• **Using the information**
1. In the festival review, who is named as Stanza's new artistic director?
2. From the festival review, reproduce the part that starts at the words "While admitting he" and ends after "time of war.".
3. According to the festival review, why did Allen-paisant say poetry is essential even in a time of war?

[Passage shown — start]

Poetic celebration of the power of words
Stanza Poetry Festival
Byre Theatre, St Andrews & online at www.stanzapoetry.org
The sense of living in difficult times ran through Stanza, Scotland’s International Poetry Festival, in St Andrews. Difficult times for the arts; difficult times for the world. Yet, there was also a sense of triumph that Stanza has survived the tough pandemic years and, under new artistic director Ryan Van Winkle, begins a new chapter its story.
Thisyear’sconfident programme brought together poets of all kinds: Scottish, British and international, established and emerging, young and old, and was rewarded with busy, appreciative audiences.
A triumphant opening night,
Warp and Weft, featured seven poets including Scots makar Kathleen Jamie, Pádraig O Tuama, host of the podcast Poetry Unbound, and Jason Allen-paisant, who recently scooped both poetry’s top prizes, the Forward and the TS Eliot.
O Tuama set the tone for the weekend when he spoke of “menace and tenderness”, twin themes which would echo through the next two days. Allen-paisant took them up when he gave the Stanza & Poetry Association of Scotland John Masefield Lecture on Saturday on “Poetry and the Sensorium of Catastrophe”. He described how he took on a challenge to write a haiku a day for 100 days around the time of the Israeli invasion of Gaza, and found himself asking: What does it mean to write poetry in the current moment?
While admitting he has no easy answer, he proposed that poetry – its in-built empathy, its capacity for memorialising – is essential even in a time of war.
The twin themes continued to interweave: in the lengthy, ultimately successful, battle for a visa for leading Moroccan poet Soukaina Habiballah to appear at Stanza; in work of Nigerian-british writer Yomi Sode, illuminating everyday racism; in a joyful reading by Liz Lochhead and Michael Pedersen; and in the way headliners Leontia Flynn and Daljit Nagra brought a light touch to difficult subjects. In tough times, Stanza became – in Nagra’s words – “a celebration and an act of resistance”.

[Passage shown — finish]
[Dataset extract — start]

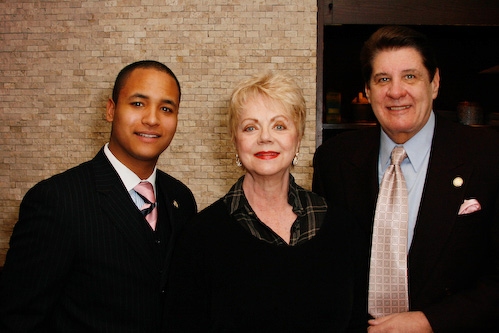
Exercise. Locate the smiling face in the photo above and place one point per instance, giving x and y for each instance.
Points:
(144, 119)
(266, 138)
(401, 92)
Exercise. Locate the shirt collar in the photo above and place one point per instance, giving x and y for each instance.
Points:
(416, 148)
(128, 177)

[Dataset extract — finish]
[Dataset extract — start]

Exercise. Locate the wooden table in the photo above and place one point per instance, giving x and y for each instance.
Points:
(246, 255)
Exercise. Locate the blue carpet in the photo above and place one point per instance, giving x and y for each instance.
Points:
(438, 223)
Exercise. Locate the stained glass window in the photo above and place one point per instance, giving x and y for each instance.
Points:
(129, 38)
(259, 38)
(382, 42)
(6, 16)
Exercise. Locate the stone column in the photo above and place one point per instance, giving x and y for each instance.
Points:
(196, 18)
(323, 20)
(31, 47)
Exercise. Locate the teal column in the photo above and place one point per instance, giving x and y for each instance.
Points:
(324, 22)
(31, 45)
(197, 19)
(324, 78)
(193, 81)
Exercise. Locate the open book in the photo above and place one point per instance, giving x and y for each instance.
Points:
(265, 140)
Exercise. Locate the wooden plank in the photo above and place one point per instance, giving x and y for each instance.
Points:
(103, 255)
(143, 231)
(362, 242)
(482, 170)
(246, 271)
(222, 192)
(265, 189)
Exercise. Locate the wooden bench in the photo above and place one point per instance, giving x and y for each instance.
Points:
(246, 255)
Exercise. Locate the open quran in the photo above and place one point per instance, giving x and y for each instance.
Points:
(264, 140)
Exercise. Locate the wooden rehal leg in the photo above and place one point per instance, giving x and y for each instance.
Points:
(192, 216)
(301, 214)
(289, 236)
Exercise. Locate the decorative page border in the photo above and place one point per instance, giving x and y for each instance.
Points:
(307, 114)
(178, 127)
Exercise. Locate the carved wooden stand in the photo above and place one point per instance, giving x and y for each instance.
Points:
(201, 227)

[Dataset extract — finish]

• **Written responses**
1. Ryan Van Winkle.

2.
While admitting he has no easy answer, he proposed that poetry – its in-built empathy, its capacity for memorialising – is essential even in a time of war.

3. He pointed to poetry's in-built empathy and its capacity for memorialising, while admitting he had no easy answer.